→ INSTRUCTIONS TO FOLLOW: Starting with the line containing "I would be grateful if you could mark the turquoise" and going on through the end of the records, restate those lines with "thickest part" renamed to "widest part" throughout. Leave everything else unchanged.

→ DATA:
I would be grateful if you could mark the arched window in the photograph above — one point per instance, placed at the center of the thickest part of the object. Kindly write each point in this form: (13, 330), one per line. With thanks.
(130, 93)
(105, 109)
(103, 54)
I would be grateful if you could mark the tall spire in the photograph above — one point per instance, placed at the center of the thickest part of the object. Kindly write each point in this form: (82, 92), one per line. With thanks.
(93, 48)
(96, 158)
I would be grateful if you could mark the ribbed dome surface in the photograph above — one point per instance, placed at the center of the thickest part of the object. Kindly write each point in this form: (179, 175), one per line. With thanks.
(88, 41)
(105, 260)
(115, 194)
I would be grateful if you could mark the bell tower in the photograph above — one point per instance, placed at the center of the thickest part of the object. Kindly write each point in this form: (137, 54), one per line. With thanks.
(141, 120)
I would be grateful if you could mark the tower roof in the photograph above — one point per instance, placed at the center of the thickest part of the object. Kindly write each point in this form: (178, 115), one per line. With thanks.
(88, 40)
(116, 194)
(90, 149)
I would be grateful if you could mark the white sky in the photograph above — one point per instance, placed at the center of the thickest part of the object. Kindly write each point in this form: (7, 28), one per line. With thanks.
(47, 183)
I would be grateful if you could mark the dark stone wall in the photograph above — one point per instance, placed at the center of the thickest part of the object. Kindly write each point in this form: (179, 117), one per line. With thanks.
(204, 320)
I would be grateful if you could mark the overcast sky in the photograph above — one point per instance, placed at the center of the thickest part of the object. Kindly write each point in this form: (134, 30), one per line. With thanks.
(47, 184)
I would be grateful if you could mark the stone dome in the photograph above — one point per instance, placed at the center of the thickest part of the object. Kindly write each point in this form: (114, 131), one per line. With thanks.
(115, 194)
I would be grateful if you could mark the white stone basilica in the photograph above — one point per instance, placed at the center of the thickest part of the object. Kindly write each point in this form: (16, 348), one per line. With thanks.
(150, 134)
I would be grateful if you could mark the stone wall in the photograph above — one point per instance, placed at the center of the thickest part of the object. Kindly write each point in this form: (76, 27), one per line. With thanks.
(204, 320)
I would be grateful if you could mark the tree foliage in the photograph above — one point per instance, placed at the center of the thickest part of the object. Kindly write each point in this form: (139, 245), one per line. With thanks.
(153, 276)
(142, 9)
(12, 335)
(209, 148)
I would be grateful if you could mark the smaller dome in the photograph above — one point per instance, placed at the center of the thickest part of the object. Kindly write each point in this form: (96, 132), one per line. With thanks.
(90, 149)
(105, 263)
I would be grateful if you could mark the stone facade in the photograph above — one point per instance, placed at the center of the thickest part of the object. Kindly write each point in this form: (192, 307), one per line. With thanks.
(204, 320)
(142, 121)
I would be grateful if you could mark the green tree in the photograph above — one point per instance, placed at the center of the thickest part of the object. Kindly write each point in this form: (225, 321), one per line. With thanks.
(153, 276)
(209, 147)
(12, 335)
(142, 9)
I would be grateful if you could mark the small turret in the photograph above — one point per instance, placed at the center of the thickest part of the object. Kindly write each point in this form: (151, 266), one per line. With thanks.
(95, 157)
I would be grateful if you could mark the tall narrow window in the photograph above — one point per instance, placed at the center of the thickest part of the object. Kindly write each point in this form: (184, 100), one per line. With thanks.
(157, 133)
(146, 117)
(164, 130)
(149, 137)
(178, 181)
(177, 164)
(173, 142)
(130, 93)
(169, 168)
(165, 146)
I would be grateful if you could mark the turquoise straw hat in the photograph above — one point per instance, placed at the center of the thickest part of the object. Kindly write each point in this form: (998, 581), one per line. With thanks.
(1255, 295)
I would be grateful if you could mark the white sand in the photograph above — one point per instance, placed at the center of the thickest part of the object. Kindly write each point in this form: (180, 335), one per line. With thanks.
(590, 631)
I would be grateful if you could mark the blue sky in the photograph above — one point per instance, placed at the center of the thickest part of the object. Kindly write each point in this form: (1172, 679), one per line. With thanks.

→ FULL OUTPUT:
I would be grateful if you could mark the turquoise straw hat in the photograph above — one point per instance, placed at the center of the widest part of the object. Kindly write each point in this form: (998, 581), one per line. With thanks.
(1255, 295)
I would be grateful if you could mark the white sand in the photograph above — one point per instance, placed at the center of the widest part of the object. Kindly write each point in this form: (180, 335), one per line. With thanks.
(590, 631)
I would be grateful if you could mark the blue sky in the photograph above — one point per instance, placed at the center of the widest part of the object. Kindly write each point in this form: (1172, 679), one per line. With thanks.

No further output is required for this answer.